*JOB*: Return every line of the entries below that contains the word "porch".

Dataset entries
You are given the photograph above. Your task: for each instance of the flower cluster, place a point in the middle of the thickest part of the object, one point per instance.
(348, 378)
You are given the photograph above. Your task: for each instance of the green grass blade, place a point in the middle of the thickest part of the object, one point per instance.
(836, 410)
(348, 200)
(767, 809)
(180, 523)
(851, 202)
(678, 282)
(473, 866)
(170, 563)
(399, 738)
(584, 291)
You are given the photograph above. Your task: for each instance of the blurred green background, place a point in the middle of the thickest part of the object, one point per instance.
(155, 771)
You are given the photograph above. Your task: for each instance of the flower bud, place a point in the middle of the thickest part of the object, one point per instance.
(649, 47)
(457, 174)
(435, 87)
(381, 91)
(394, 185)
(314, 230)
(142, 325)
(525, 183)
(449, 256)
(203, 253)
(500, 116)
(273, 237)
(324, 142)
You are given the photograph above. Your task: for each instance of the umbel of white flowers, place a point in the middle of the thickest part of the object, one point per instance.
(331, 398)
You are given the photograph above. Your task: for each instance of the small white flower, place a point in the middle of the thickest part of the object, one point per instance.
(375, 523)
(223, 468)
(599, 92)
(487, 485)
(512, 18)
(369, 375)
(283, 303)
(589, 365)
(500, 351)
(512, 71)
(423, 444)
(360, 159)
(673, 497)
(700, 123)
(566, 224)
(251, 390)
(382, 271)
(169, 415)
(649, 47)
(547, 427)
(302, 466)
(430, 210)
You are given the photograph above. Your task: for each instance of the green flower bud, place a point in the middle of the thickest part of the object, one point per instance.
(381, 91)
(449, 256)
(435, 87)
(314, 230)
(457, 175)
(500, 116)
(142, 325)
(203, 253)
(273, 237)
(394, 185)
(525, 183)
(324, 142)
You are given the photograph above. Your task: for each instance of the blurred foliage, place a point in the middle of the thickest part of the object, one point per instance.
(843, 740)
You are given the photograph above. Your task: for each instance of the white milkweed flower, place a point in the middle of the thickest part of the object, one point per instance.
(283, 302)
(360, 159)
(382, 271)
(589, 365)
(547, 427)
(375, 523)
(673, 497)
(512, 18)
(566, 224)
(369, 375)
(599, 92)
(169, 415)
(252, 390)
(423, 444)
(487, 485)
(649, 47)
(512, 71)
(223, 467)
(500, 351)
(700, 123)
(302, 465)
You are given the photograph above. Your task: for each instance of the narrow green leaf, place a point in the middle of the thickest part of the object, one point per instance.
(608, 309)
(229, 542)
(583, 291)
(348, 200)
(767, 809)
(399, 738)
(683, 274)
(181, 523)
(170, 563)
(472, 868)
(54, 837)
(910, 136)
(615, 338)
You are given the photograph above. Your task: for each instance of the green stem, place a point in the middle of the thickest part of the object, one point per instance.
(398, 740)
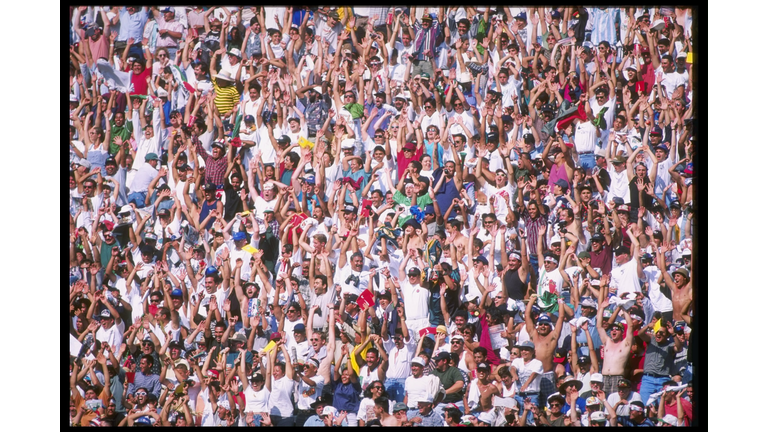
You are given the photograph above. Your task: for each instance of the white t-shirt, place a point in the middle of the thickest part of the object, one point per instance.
(280, 397)
(623, 410)
(659, 301)
(415, 300)
(624, 277)
(619, 184)
(256, 401)
(113, 336)
(416, 388)
(307, 395)
(524, 372)
(400, 360)
(585, 137)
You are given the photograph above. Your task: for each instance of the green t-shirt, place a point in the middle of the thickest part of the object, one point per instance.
(123, 132)
(448, 379)
(400, 198)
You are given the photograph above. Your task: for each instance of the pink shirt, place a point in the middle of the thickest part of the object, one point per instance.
(166, 40)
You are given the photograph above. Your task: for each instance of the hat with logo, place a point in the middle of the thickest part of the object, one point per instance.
(399, 407)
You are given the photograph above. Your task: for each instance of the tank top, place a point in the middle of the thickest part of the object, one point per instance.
(97, 157)
(463, 364)
(204, 210)
(367, 377)
(557, 173)
(515, 286)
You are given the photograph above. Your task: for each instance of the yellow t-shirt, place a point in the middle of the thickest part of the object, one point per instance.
(226, 97)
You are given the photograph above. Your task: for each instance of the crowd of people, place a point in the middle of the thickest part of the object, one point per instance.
(394, 216)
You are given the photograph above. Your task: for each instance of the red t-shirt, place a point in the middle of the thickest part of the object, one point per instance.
(687, 409)
(402, 161)
(140, 82)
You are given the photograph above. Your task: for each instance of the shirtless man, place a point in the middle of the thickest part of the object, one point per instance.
(455, 237)
(381, 409)
(545, 339)
(485, 387)
(616, 349)
(680, 284)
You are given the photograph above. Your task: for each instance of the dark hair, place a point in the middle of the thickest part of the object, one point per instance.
(503, 372)
(381, 401)
(453, 413)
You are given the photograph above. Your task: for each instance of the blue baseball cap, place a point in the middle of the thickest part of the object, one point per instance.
(211, 270)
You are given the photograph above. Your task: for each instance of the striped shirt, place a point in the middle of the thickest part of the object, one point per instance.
(532, 230)
(603, 25)
(214, 168)
(226, 97)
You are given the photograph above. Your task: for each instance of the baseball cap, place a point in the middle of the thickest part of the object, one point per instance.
(526, 345)
(418, 360)
(399, 407)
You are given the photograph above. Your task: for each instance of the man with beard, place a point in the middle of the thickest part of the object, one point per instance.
(545, 339)
(617, 349)
(447, 186)
(555, 416)
(316, 110)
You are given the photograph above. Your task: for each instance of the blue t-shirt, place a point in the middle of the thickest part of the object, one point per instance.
(626, 422)
(581, 403)
(429, 150)
(346, 397)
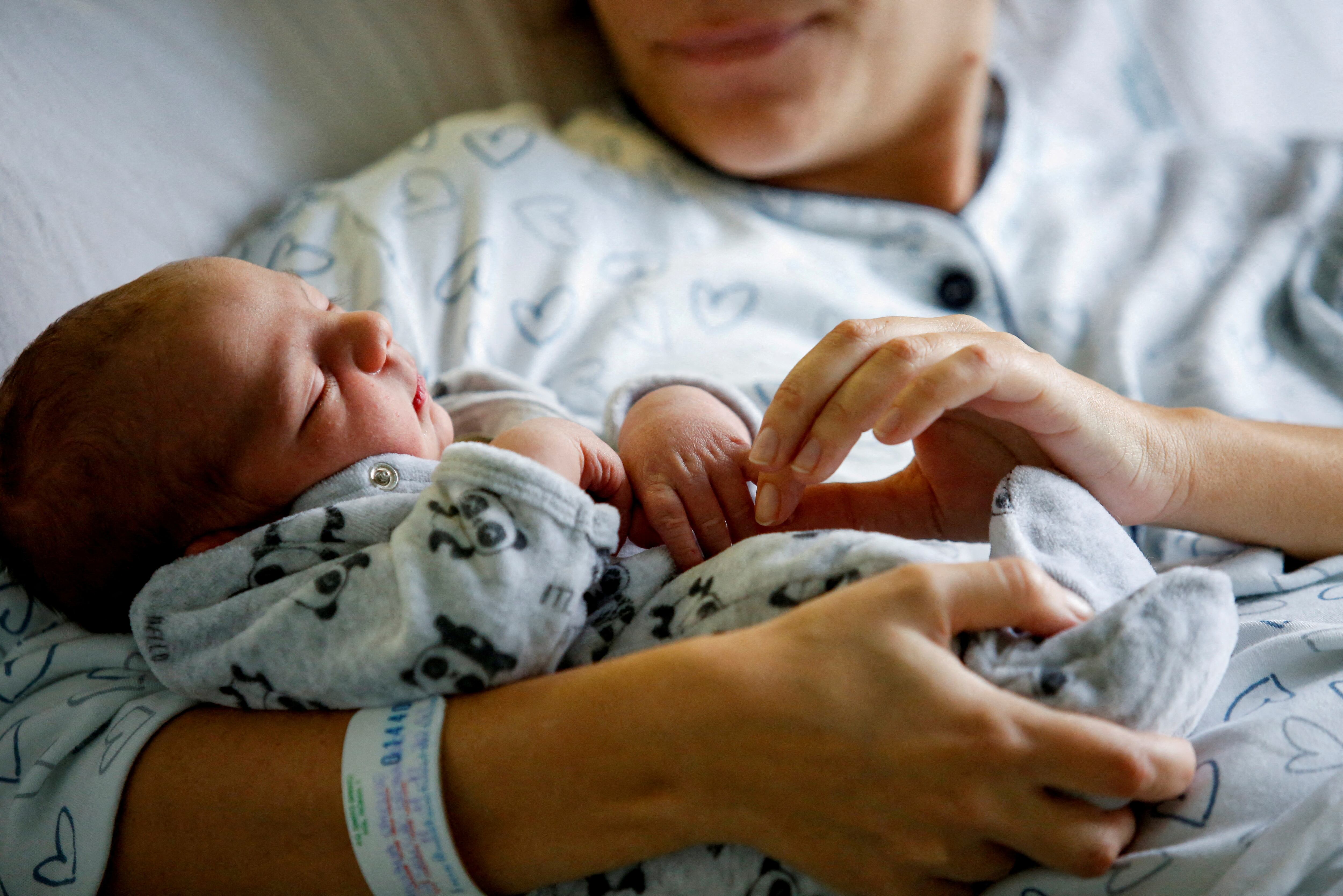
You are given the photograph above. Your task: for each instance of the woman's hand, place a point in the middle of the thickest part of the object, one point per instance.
(976, 402)
(575, 453)
(857, 748)
(685, 453)
(843, 738)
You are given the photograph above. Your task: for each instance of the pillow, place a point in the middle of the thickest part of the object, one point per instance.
(135, 137)
(139, 133)
(1115, 68)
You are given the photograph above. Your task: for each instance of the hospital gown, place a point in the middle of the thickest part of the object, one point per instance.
(579, 257)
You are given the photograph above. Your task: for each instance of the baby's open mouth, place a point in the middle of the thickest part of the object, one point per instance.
(421, 394)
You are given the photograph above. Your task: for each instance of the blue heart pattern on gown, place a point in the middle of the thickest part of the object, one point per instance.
(499, 147)
(647, 324)
(550, 219)
(1318, 749)
(542, 322)
(11, 761)
(425, 140)
(1139, 870)
(426, 191)
(724, 307)
(581, 386)
(19, 675)
(465, 273)
(300, 259)
(120, 734)
(13, 620)
(60, 870)
(633, 267)
(1259, 695)
(1194, 807)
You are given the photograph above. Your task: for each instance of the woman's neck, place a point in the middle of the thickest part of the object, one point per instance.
(934, 162)
(937, 162)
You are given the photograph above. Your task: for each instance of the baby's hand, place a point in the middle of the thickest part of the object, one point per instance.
(575, 453)
(685, 453)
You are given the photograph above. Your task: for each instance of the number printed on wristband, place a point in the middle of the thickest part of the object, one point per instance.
(394, 801)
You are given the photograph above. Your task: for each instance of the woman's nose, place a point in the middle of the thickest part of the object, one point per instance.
(369, 338)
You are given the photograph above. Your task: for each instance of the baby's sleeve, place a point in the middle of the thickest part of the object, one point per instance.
(487, 401)
(481, 583)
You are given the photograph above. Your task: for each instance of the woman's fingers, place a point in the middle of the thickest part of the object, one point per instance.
(824, 370)
(1086, 756)
(945, 600)
(1068, 835)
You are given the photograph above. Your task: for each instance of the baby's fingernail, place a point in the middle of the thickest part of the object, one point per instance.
(767, 503)
(1080, 608)
(808, 457)
(766, 448)
(887, 424)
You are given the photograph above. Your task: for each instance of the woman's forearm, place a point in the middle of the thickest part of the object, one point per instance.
(843, 738)
(544, 781)
(557, 778)
(1260, 483)
(237, 803)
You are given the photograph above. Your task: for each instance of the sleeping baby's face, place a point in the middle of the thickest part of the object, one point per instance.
(300, 387)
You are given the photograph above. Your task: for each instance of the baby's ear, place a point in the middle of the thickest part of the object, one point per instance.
(211, 540)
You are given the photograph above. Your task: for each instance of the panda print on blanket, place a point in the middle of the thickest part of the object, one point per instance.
(465, 661)
(295, 545)
(477, 523)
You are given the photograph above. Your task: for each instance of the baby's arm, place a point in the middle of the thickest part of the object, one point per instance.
(575, 453)
(685, 453)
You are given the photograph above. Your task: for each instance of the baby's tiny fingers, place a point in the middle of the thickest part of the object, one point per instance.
(665, 514)
(707, 518)
(730, 485)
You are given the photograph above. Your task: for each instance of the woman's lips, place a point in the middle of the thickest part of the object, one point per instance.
(737, 42)
(421, 394)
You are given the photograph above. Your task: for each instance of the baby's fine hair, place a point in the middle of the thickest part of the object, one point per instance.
(92, 500)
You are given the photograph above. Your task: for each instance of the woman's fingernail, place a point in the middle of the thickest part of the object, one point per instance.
(766, 448)
(767, 503)
(887, 424)
(808, 457)
(1080, 608)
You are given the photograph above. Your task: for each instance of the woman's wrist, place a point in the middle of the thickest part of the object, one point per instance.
(597, 768)
(1260, 483)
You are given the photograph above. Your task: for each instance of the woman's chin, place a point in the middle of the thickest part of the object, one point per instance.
(757, 154)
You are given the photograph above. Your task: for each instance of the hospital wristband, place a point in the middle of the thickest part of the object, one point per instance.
(394, 803)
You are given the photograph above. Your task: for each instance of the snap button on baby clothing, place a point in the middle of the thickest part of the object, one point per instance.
(385, 476)
(957, 291)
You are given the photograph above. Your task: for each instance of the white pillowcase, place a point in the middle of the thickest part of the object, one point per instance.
(133, 133)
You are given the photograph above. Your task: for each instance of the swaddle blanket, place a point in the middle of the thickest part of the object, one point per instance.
(399, 578)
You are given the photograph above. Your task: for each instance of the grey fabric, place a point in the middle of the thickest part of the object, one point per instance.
(1158, 647)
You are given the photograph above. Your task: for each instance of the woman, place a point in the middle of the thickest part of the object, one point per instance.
(926, 773)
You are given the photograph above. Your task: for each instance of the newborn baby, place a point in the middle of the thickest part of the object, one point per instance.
(342, 553)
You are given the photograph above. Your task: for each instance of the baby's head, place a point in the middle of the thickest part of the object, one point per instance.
(178, 410)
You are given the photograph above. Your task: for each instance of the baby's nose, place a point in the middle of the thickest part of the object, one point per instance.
(371, 339)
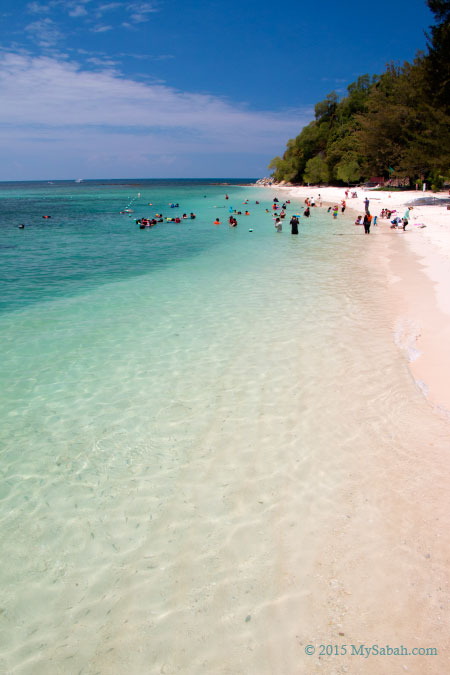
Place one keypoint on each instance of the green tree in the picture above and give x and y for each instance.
(316, 171)
(348, 170)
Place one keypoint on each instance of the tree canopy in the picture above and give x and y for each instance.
(396, 124)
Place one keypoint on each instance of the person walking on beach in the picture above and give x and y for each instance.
(367, 222)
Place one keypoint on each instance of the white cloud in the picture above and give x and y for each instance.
(101, 29)
(108, 7)
(77, 11)
(102, 116)
(38, 8)
(45, 31)
(139, 11)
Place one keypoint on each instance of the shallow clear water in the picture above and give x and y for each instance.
(151, 382)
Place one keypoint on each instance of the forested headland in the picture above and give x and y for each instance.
(395, 125)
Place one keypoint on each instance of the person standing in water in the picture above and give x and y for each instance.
(294, 225)
(367, 222)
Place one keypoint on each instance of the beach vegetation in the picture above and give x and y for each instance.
(395, 125)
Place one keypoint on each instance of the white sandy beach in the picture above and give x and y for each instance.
(422, 309)
(375, 575)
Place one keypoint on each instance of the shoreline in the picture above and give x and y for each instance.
(380, 573)
(418, 273)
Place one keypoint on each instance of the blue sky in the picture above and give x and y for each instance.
(112, 89)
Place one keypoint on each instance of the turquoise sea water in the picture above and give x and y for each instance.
(146, 373)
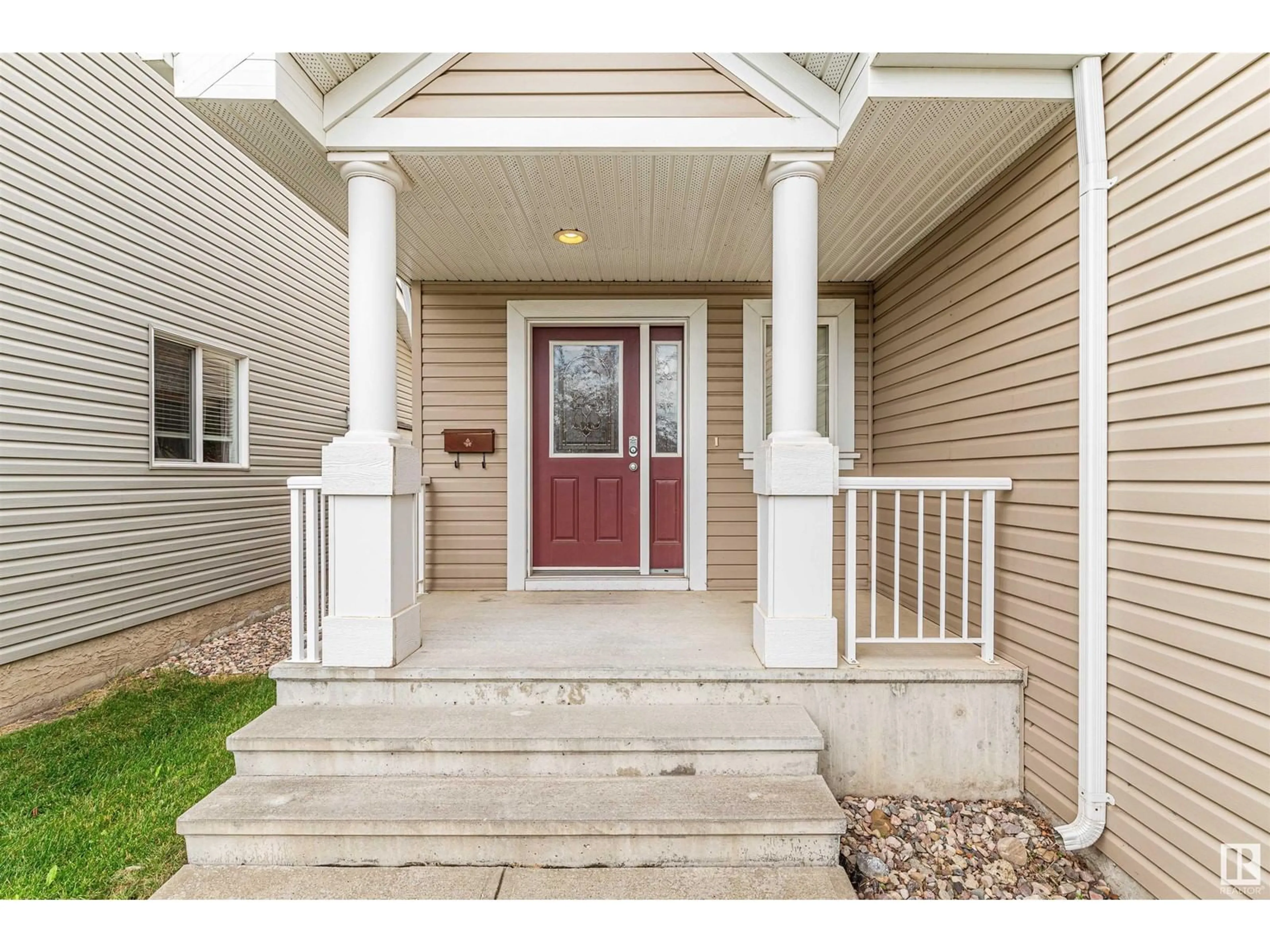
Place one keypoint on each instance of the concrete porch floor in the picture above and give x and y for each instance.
(930, 719)
(675, 635)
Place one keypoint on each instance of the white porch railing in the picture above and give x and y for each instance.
(312, 534)
(921, 629)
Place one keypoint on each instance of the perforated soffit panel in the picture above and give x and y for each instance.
(328, 70)
(831, 69)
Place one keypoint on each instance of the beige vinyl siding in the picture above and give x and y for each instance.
(465, 385)
(1189, 438)
(976, 373)
(582, 84)
(122, 211)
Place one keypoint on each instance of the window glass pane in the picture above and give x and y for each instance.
(666, 397)
(824, 385)
(586, 398)
(822, 380)
(175, 370)
(220, 409)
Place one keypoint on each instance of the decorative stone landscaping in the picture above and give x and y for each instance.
(252, 649)
(912, 849)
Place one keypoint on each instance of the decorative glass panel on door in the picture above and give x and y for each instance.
(586, 399)
(666, 398)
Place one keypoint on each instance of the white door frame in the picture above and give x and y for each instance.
(524, 315)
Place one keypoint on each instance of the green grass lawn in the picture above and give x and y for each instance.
(89, 803)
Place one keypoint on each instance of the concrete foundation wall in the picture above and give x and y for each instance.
(31, 686)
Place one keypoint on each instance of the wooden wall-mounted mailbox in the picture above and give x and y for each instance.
(460, 442)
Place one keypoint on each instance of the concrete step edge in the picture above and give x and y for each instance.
(538, 728)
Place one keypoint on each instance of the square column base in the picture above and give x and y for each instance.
(370, 643)
(795, 643)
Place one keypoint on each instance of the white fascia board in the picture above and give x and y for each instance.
(782, 83)
(902, 83)
(985, 61)
(920, 83)
(615, 135)
(257, 78)
(381, 83)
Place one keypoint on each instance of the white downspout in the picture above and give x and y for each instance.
(1093, 701)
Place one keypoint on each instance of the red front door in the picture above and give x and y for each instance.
(586, 449)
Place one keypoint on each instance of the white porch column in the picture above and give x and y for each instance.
(371, 475)
(795, 469)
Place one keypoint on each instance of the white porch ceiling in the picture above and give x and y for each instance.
(905, 168)
(909, 162)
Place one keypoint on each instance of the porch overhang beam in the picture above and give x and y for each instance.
(381, 84)
(609, 135)
(780, 82)
(275, 79)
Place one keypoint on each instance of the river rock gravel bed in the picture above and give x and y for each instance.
(912, 849)
(252, 649)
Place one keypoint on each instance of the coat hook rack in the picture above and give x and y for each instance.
(460, 442)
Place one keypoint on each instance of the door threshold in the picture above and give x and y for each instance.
(606, 583)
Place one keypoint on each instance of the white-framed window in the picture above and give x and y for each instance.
(198, 404)
(836, 390)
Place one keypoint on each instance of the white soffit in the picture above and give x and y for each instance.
(263, 131)
(831, 69)
(909, 164)
(328, 70)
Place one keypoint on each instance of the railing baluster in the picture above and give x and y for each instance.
(298, 562)
(313, 569)
(895, 592)
(850, 541)
(873, 564)
(966, 564)
(310, 569)
(328, 563)
(944, 545)
(857, 488)
(921, 560)
(987, 568)
(319, 549)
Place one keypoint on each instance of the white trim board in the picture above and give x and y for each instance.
(840, 314)
(521, 315)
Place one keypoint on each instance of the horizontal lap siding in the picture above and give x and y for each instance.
(976, 375)
(121, 210)
(976, 349)
(465, 385)
(1189, 513)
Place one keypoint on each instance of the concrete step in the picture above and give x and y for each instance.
(497, 883)
(516, 822)
(553, 740)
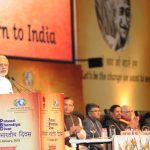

*EXERCISE RESULT*:
Place one keypoint on each instance of the concrete porch floor in the picture above and give x and y for each instance.
Place one keypoint on each instance of the white porch railing in the picture above and give x and y for each instance.
Place one keypoint on each instance of the white porch column in the picture above and give x and y for each instance.
Place one keypoint on each instance of the white porch ceiling in the picture above and give x and y for each instance.
Place one keypoint on each instance of the porch overhang beam in the picture above and give x and y for each instance.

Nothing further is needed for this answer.